Document section:
At its annual I/O conference, Google introduced several new systems designed to think, create, and act on behalf of humans — continuously, autonomously, and at a fraction of the cost of doing it yourself. The humans in attendance found this encouraging.
Gemini Spark, the headline product, runs around the clock in the cloud. It does not need breaks. It does not have other plans.
Companies that shift 80 percent of their workloads to Gemini 3.5 could save over a billion dollars a year — a number Google delivered as good news, which it is, for everyone involved.
What happened
Google CEO Sundar Pichai confirmed that Gemini 3.5 Flash outperforms the four-month-old Gemini 3.1 Pro on nearly every benchmark. Four months is, in human timescales, not very long. In AI timescales, it is practically geological.
Flash runs four times faster than comparable frontier models, and twelve times faster when optimized on Google's internal agent platform, Antigravity. Costs come in at roughly a third to half of competing models. Pichai did the math so the enterprises wouldn't have to.
Gemini Omni, the multimodal successor to Veo, can accept any input and produce any output — video first, with image and text to follow. It can also feed its own generated content back into itself for iterative editing, which is either a creative tool or a closed loop. The distinction may matter later.

Exercise data:
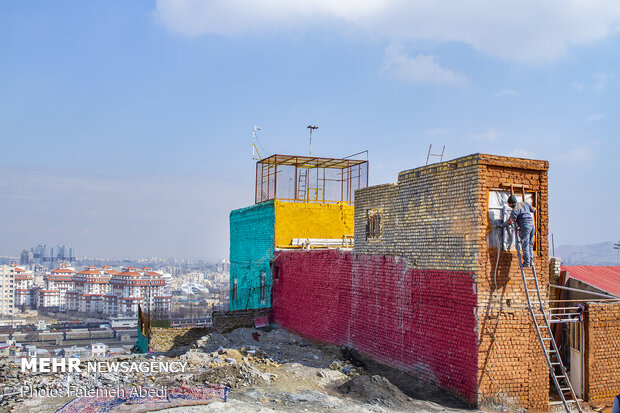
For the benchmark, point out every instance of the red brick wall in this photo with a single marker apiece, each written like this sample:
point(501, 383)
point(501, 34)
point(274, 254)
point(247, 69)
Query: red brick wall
point(419, 321)
point(511, 362)
point(602, 340)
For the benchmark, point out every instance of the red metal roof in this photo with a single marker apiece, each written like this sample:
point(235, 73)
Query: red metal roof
point(607, 278)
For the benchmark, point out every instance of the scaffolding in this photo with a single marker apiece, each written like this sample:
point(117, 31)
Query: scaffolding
point(309, 179)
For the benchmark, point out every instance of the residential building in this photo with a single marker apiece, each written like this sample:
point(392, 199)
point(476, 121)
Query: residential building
point(7, 287)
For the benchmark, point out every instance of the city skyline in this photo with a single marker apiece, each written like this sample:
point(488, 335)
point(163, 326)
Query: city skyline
point(126, 128)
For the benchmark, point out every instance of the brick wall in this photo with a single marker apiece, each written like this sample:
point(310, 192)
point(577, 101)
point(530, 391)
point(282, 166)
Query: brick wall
point(515, 373)
point(436, 219)
point(251, 249)
point(602, 345)
point(429, 216)
point(402, 317)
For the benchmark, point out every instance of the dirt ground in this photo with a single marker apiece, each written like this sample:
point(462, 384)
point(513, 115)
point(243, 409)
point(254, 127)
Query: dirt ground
point(272, 370)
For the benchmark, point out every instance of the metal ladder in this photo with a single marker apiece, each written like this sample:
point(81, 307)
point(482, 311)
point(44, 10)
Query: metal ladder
point(302, 184)
point(542, 321)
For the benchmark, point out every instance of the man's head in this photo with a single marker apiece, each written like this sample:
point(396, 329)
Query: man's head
point(512, 201)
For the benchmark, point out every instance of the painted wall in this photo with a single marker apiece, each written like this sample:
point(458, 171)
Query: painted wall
point(312, 220)
point(251, 249)
point(401, 317)
point(256, 230)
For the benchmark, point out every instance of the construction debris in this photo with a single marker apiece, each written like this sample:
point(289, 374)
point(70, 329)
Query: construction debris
point(268, 368)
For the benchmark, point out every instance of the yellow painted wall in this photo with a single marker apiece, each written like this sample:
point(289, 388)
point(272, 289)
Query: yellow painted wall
point(308, 220)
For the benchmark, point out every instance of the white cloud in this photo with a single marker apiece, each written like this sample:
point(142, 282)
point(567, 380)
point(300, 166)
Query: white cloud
point(489, 136)
point(438, 132)
point(522, 153)
point(578, 154)
point(578, 86)
point(507, 92)
point(522, 30)
point(419, 69)
point(595, 117)
point(599, 83)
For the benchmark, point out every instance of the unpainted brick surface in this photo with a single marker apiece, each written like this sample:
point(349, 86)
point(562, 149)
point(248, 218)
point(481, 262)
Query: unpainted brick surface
point(436, 219)
point(517, 370)
point(429, 216)
point(602, 337)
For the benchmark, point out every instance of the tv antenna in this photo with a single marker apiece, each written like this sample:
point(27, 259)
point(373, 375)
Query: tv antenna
point(439, 155)
point(311, 127)
point(255, 153)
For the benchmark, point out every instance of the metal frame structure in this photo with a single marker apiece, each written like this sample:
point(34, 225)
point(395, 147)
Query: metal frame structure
point(309, 179)
point(542, 322)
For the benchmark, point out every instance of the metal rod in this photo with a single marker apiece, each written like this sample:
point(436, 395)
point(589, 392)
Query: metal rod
point(583, 291)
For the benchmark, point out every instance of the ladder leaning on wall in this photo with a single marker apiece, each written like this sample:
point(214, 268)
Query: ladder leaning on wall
point(542, 321)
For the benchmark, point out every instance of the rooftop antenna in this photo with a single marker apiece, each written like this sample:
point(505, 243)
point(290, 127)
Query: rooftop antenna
point(440, 155)
point(311, 127)
point(255, 153)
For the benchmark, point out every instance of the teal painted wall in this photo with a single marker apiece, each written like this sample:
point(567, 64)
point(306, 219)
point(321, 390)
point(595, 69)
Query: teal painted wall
point(252, 232)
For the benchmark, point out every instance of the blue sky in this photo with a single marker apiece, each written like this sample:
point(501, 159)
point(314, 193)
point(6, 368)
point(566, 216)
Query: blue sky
point(125, 127)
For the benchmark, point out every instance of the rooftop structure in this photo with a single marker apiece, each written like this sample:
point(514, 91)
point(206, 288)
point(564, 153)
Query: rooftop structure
point(309, 179)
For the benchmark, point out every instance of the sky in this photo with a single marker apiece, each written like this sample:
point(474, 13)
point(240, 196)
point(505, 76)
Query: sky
point(126, 127)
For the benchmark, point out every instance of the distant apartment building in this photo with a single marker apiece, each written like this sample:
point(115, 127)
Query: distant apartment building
point(53, 294)
point(7, 285)
point(134, 287)
point(103, 290)
point(24, 291)
point(47, 255)
point(89, 287)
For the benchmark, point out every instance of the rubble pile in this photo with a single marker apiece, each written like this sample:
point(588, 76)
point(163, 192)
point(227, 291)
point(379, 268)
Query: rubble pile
point(261, 367)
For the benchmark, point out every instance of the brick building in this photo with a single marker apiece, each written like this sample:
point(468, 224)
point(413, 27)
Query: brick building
point(429, 288)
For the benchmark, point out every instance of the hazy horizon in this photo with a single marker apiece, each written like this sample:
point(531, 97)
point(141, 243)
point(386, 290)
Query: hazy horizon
point(126, 127)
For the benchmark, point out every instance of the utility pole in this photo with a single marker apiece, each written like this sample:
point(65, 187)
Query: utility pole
point(311, 127)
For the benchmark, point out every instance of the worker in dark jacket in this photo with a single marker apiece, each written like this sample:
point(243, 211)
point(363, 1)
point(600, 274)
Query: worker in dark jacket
point(522, 214)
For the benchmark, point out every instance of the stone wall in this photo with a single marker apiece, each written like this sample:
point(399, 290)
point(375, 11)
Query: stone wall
point(165, 339)
point(602, 345)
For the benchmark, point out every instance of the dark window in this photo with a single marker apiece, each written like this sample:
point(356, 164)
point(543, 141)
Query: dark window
point(373, 224)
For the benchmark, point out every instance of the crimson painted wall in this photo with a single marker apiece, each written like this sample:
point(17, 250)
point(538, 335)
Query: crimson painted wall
point(419, 321)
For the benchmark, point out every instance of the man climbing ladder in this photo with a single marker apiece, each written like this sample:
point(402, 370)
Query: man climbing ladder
point(522, 214)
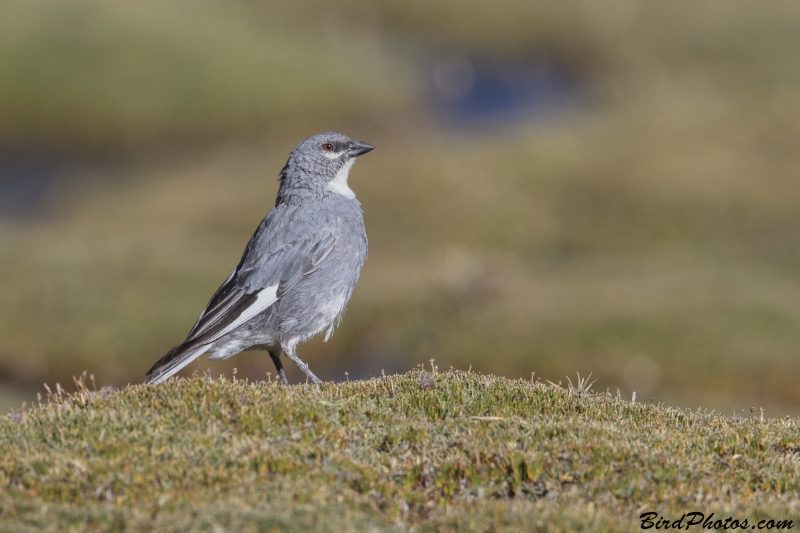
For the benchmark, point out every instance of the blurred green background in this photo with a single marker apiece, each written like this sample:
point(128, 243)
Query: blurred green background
point(605, 187)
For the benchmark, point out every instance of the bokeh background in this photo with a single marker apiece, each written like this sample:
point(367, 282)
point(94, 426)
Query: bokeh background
point(607, 187)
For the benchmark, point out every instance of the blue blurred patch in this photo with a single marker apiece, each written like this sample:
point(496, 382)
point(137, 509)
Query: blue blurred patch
point(470, 91)
point(24, 180)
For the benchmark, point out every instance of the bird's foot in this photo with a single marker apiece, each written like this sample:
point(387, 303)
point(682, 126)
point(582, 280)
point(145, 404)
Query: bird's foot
point(304, 367)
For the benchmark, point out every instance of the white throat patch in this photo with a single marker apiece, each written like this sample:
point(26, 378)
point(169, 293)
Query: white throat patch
point(339, 183)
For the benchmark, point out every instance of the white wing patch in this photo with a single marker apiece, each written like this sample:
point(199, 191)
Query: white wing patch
point(265, 298)
point(339, 183)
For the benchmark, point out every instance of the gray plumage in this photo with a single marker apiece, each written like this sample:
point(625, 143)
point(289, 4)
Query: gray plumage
point(298, 270)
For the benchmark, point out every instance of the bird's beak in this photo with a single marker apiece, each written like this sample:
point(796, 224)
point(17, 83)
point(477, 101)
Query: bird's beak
point(358, 148)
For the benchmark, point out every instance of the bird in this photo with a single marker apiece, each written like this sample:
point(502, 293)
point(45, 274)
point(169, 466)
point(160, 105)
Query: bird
point(298, 270)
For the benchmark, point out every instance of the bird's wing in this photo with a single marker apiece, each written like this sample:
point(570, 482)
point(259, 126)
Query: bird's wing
point(257, 283)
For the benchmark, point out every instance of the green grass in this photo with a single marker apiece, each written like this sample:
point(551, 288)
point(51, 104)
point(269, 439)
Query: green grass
point(421, 451)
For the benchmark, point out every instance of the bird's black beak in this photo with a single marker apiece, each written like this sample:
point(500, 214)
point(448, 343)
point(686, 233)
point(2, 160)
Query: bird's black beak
point(358, 148)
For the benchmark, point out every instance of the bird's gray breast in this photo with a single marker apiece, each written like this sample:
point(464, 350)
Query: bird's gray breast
point(318, 298)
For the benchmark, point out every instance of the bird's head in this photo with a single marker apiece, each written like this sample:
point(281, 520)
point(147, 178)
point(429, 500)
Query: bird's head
point(323, 162)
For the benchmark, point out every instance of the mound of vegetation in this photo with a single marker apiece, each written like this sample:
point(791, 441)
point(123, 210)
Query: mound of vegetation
point(420, 451)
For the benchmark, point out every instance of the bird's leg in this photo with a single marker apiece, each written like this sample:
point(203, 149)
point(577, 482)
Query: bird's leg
point(289, 351)
point(276, 358)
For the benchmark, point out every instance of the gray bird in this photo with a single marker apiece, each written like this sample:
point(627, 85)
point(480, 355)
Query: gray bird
point(298, 270)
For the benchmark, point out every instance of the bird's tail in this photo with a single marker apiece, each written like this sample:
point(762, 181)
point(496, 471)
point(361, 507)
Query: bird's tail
point(173, 361)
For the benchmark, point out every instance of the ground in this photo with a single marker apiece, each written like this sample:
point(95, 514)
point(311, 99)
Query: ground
point(422, 451)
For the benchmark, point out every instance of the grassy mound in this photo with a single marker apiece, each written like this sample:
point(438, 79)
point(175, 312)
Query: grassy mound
point(424, 451)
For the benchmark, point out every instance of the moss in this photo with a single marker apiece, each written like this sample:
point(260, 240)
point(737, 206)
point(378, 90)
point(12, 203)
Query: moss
point(442, 451)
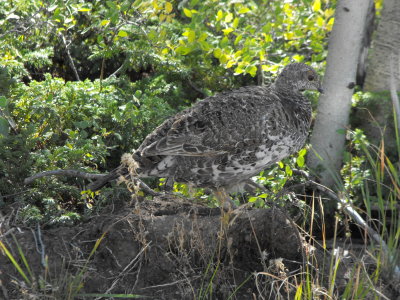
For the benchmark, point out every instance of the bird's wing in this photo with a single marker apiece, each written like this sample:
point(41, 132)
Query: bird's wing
point(217, 125)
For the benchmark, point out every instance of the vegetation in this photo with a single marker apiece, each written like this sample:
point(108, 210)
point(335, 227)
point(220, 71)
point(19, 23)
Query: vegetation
point(82, 82)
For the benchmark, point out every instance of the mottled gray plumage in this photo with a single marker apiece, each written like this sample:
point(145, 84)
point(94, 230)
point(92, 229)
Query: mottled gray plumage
point(223, 140)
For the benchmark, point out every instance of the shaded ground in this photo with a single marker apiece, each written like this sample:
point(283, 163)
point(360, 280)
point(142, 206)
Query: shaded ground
point(166, 249)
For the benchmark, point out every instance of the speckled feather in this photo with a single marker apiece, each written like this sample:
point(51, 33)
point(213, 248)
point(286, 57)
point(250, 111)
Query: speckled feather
point(223, 140)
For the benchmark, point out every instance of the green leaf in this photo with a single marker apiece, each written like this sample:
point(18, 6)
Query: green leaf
point(288, 170)
point(316, 5)
point(300, 161)
point(303, 152)
point(104, 22)
point(229, 18)
point(168, 7)
point(341, 131)
point(227, 31)
point(187, 12)
point(252, 199)
point(3, 127)
point(3, 101)
point(244, 10)
point(122, 33)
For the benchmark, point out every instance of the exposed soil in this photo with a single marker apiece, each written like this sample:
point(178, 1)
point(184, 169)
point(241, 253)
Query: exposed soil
point(166, 249)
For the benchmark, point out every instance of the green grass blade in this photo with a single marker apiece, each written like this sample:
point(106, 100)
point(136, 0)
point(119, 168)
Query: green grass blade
point(24, 260)
point(126, 296)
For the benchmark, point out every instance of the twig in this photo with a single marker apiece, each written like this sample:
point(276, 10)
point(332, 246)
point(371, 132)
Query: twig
point(71, 61)
point(40, 248)
point(132, 264)
point(71, 173)
point(346, 205)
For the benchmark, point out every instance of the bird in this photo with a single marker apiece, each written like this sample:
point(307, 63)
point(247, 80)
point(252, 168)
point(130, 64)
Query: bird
point(224, 140)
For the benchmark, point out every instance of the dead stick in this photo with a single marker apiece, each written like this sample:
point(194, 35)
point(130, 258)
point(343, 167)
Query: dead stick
point(71, 173)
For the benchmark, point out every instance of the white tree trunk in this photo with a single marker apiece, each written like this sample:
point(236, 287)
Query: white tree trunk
point(385, 44)
point(334, 105)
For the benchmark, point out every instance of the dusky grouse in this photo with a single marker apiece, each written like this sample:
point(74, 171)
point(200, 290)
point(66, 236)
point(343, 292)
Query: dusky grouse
point(224, 140)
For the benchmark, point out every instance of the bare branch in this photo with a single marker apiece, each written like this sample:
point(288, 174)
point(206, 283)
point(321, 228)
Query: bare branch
point(347, 207)
point(71, 61)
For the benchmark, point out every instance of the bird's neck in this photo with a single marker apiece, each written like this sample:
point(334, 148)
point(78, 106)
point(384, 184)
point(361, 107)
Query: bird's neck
point(285, 88)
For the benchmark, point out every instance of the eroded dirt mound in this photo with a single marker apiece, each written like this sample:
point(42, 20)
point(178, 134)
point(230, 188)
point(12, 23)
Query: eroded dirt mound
point(165, 249)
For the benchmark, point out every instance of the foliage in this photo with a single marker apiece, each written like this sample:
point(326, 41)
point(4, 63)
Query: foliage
point(137, 63)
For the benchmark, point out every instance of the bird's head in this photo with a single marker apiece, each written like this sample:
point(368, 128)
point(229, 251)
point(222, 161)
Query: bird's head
point(298, 77)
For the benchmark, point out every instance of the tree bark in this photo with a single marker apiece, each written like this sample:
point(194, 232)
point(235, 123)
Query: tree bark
point(385, 44)
point(334, 106)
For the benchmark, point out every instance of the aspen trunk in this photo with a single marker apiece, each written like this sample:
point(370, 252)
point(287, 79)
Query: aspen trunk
point(385, 44)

Task details:
What is the name of Google's internal agent platform, according to the I/O article? The items come from a different source than the text.

Reply:
Antigravity